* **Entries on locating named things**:
..............................

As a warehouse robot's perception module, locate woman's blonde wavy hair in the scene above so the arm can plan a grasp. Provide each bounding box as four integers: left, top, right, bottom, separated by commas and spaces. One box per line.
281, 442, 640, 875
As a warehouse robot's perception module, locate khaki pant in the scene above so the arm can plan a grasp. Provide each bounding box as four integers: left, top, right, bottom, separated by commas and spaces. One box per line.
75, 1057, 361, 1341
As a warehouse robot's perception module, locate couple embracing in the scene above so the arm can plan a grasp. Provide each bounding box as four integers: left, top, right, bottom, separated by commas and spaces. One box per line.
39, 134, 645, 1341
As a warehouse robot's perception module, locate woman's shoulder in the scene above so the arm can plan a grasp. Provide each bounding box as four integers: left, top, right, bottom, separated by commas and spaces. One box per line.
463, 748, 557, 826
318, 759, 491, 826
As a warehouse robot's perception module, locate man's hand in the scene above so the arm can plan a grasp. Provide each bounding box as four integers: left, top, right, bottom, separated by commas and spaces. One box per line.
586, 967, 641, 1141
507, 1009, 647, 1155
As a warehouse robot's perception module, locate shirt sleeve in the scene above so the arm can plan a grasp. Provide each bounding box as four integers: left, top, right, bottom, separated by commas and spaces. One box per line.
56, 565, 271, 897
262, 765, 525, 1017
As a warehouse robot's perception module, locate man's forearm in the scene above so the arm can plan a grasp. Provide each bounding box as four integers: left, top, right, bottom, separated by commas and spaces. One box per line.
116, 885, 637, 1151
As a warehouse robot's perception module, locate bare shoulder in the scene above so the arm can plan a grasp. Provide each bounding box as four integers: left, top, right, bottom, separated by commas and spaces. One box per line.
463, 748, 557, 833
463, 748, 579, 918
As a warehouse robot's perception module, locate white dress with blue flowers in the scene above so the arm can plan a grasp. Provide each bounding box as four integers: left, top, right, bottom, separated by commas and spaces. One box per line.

..............................

* **WRITTEN TASK**: Put every line of the entries above into a Markdown table with two columns, Row and Line, numbering each line and leaving out any blank lines.

* **FULL ANSWER**:
| Row | Line |
|---|---|
| 1 | As a warehouse robot's perception module, locate woman's blonde wavy hair in the scene above so the arm can plan a grasp. Provide each bounding box as four integers: left, top, right, bottom, separated by commas and spaces. One box per line. |
| 2 | 281, 442, 640, 875 |
| 3 | As a warehouse robot's perception module, locate khaki pant in the scene above so the arm can plan a grasp. Provide each bounding box as four integers: left, top, right, bottom, separated by commas and spaces. One box per line. |
| 4 | 75, 1057, 361, 1341 |
| 5 | As a warehouse robot's perception module, locate couple embracing in the scene above so the arm can plan a grasp. Provide each bounding box as four integers: left, top, right, bottom, separated by commas and spaces. One box per line. |
| 6 | 39, 134, 645, 1341 |
| 7 | As a warehouse robot's perception module, locate woman's shoulder in the scene above so the arm can plan a grasp. Provide each bounding box as four integers: left, top, right, bottom, separated by commas and spaces. One box per line. |
| 8 | 463, 748, 557, 826 |
| 9 | 318, 759, 491, 826 |
| 10 | As a warehouse robot's perception module, locate man's hand in the scene above so the arm can plan a grasp. Provide each bounding box as four integers: left, top, right, bottom, separated by commas and spaces. One box per line. |
| 11 | 586, 967, 641, 1141 |
| 12 | 507, 1009, 647, 1155 |
| 13 | As a warehouse robot's perception module, locate shirt sleeve in the scene above so the arm can plan a grasp. Provide each bounding box as four integers: left, top, right, bottom, separated by commas and spaces. One box per line. |
| 14 | 56, 565, 271, 897 |
| 15 | 262, 765, 525, 1017 |
| 16 | As a warehouse robot's perception module, locate man's forearm in the scene above so the arm can plan a grasp. Provide each bounding box as four integers: left, top, right, bottom, separated by commas and spaces. One box per line. |
| 17 | 116, 885, 637, 1151 |
| 18 | As a warehouse robot's perception module, locate bare shoulder in the scene above so the arm can plan a grasp. Provide each bounding box as four integers: left, top, right, bottom, separated by commas and spaces. One box per line. |
| 19 | 463, 748, 557, 833 |
| 20 | 463, 748, 579, 918 |
| 21 | As a warehouse robot's perception module, locate white dress with blue flowers in the scene above so the arm can plan a grasp. Provide each bounding box as four integers: left, top, right, bottom, separated by commas and spaces. One box per line. |